= Goal of the exercise =
Pull out every line of the records that contains the string "doorway", copying each one in full.

= Input records =

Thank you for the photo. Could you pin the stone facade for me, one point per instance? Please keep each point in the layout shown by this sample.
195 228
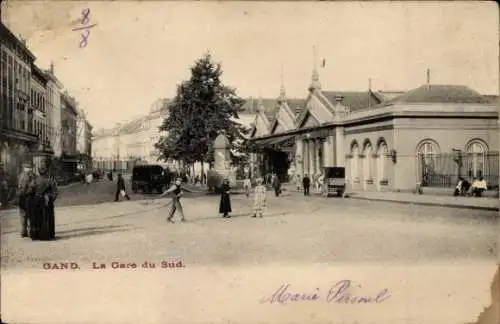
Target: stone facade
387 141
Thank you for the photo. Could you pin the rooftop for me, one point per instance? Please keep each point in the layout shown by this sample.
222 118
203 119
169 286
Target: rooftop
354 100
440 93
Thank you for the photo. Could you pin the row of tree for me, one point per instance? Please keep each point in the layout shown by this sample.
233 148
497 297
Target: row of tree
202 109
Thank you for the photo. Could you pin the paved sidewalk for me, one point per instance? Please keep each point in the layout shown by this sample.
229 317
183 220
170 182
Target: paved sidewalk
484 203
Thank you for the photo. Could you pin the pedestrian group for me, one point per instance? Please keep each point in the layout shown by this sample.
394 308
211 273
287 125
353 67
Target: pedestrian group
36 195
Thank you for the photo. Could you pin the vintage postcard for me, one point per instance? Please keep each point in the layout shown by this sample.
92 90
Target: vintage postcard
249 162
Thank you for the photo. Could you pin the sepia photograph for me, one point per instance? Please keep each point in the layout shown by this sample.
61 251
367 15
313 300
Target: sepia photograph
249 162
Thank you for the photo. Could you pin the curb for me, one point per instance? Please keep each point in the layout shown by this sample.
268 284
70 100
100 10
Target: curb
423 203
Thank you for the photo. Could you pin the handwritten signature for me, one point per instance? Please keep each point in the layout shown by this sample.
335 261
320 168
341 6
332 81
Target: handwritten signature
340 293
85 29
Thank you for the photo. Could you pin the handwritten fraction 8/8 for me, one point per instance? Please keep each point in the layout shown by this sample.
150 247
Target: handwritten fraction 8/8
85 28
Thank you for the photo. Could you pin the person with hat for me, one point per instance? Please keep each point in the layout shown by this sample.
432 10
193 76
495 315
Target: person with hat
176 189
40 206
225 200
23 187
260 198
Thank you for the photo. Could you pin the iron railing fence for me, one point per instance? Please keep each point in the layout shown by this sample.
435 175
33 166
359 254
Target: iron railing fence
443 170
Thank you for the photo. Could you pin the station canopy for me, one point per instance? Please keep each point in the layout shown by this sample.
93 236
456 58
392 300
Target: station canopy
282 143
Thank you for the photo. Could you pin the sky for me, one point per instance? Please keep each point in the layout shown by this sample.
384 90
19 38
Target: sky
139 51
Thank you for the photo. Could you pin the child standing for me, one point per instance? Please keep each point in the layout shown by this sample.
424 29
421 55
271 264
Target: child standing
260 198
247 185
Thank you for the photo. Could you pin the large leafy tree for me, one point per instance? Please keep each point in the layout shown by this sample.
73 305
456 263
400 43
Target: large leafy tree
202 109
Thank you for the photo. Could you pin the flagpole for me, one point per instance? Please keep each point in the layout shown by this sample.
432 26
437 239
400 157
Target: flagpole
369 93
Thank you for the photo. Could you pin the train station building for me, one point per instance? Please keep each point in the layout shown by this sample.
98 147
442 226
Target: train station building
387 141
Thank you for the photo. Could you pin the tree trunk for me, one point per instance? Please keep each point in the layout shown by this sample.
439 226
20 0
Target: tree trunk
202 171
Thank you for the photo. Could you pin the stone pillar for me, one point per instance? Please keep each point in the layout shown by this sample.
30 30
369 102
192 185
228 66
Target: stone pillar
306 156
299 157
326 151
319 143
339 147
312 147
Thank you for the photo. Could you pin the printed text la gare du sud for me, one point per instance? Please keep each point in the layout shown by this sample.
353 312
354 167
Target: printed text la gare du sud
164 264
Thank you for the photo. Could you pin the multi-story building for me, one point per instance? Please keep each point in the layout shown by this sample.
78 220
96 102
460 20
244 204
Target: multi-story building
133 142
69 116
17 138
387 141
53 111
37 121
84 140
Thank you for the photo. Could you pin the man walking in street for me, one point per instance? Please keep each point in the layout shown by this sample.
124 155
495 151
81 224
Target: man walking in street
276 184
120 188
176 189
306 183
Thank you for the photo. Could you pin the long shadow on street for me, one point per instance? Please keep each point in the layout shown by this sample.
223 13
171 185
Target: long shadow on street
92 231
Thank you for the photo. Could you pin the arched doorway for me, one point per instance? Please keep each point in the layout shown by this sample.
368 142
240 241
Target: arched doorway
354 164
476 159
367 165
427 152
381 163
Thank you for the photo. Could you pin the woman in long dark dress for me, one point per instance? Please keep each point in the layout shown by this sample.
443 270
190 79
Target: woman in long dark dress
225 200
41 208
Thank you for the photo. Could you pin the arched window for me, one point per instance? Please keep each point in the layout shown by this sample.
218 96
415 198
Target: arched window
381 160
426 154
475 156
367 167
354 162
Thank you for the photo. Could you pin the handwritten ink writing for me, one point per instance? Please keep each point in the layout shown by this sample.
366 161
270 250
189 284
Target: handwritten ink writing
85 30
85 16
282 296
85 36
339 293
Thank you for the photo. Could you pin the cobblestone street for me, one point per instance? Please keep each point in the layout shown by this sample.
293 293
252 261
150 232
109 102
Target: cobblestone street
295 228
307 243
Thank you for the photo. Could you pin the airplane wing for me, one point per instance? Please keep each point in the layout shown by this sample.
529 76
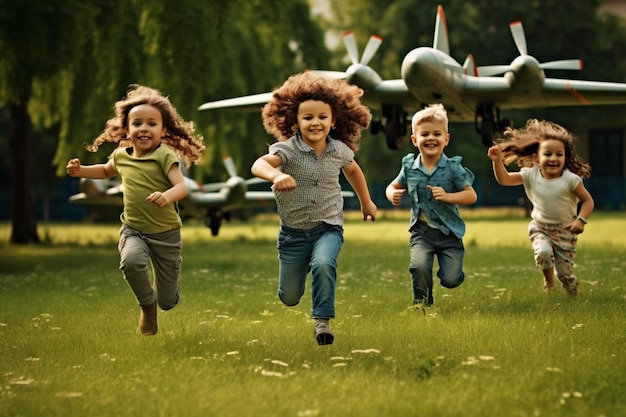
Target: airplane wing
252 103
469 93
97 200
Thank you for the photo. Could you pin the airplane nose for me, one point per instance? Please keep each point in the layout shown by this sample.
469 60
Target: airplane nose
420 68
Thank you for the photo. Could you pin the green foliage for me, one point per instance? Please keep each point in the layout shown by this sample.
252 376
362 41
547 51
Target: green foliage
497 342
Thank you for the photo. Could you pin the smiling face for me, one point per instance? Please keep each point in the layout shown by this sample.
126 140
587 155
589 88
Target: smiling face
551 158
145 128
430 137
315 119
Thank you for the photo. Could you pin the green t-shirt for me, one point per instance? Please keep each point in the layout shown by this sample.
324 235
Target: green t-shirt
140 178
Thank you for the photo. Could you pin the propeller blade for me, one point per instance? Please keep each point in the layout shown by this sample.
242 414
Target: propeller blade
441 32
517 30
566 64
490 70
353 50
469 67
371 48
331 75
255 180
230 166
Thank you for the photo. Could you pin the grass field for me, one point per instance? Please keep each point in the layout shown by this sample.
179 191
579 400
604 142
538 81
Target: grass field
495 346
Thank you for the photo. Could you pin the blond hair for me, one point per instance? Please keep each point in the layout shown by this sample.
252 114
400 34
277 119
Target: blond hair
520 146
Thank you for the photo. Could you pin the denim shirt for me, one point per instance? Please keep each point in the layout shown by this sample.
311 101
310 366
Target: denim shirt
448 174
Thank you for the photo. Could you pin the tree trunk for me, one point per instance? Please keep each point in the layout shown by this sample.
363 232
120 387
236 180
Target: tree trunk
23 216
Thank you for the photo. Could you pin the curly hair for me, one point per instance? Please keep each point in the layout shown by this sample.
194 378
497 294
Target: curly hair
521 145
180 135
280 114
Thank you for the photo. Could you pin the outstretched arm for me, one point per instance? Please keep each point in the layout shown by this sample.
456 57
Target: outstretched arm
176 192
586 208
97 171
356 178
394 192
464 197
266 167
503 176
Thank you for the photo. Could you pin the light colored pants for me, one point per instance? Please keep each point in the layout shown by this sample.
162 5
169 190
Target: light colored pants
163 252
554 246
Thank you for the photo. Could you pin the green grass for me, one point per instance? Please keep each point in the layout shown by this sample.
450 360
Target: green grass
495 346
...
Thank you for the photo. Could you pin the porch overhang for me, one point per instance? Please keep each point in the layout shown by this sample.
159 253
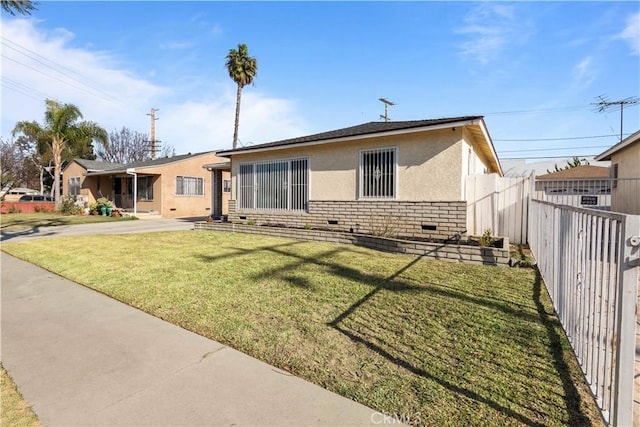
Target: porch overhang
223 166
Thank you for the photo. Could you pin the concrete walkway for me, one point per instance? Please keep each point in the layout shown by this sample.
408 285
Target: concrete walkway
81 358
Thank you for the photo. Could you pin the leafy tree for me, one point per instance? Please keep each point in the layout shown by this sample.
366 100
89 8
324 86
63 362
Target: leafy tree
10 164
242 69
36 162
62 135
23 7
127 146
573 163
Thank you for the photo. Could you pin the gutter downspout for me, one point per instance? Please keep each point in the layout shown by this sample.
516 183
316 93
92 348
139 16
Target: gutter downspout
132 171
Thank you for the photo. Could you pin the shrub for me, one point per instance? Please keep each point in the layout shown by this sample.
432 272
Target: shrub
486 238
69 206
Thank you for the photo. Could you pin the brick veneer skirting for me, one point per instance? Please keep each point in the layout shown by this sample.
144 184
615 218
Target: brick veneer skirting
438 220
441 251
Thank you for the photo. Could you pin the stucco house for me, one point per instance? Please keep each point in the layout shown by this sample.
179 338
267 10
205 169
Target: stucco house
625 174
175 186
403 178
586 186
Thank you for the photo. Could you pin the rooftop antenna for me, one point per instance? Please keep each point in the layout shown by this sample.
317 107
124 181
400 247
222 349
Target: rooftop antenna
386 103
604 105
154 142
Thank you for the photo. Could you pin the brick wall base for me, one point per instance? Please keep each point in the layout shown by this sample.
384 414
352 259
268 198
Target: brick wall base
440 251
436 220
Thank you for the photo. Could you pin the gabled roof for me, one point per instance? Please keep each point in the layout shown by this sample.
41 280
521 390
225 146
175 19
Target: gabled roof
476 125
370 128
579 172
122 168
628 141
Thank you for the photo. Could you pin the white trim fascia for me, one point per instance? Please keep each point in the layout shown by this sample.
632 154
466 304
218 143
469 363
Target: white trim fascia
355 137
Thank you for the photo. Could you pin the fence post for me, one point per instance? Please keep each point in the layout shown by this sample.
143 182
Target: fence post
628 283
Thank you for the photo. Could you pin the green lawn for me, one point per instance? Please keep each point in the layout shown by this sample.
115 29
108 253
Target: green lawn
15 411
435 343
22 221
* * *
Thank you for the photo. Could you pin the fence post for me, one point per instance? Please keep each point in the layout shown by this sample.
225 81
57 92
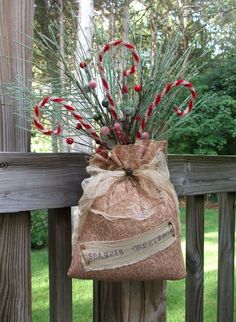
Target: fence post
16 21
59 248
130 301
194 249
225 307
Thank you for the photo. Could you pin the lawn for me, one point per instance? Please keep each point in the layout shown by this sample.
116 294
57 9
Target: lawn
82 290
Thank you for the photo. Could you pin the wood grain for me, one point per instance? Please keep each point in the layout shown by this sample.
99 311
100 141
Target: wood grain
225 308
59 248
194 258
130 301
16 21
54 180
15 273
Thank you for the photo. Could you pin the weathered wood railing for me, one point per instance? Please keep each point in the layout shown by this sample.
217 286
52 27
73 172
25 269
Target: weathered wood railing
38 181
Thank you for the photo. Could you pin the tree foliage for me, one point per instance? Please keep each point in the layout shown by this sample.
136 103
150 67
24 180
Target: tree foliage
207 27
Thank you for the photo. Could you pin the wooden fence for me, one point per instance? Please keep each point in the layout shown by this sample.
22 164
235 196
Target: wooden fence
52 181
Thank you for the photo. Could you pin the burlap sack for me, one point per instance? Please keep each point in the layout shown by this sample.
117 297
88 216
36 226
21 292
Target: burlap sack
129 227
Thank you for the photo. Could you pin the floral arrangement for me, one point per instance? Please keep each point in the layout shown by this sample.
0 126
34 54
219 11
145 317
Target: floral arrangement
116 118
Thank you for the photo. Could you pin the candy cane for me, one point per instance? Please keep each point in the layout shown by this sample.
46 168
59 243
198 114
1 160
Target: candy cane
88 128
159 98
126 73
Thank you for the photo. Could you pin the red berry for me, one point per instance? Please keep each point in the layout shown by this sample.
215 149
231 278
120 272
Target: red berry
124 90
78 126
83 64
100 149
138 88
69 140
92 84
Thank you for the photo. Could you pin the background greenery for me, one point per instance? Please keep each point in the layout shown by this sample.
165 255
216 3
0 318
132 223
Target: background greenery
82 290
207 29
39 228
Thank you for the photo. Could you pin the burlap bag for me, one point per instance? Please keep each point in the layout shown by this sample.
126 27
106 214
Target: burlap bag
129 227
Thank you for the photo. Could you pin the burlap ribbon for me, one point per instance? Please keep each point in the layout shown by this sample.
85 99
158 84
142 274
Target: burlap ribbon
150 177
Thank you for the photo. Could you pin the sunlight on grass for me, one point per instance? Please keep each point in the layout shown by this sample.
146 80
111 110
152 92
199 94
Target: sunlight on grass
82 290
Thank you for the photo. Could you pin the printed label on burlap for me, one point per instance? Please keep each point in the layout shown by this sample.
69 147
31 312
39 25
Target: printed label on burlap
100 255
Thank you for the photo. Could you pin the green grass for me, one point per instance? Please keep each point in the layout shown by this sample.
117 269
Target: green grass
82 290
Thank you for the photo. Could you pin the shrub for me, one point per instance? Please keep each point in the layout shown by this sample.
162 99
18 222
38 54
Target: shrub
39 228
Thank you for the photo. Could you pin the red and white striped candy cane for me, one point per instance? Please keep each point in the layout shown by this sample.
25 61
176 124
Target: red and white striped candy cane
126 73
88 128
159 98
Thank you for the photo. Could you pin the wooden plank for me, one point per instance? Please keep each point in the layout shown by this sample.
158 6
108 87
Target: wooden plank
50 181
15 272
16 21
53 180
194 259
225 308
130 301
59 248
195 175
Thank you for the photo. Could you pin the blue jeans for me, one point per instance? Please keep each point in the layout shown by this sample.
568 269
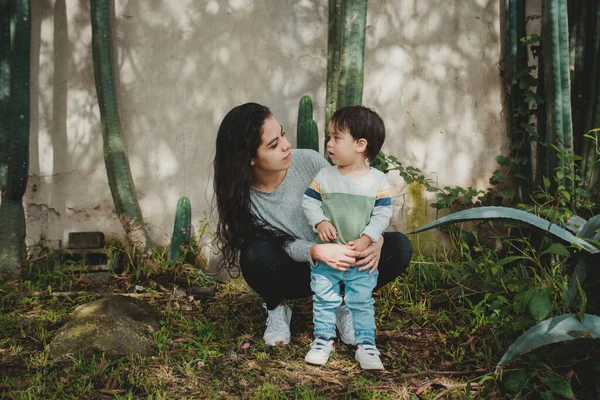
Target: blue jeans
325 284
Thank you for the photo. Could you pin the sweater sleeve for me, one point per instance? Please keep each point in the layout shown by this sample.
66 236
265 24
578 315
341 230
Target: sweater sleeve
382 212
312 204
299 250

= Worked solution =
Thank you for the photo. Could you pin the arched doorway for me, one point per instance? Please keep each point in the layout shown by this sample.
Target: arched doorway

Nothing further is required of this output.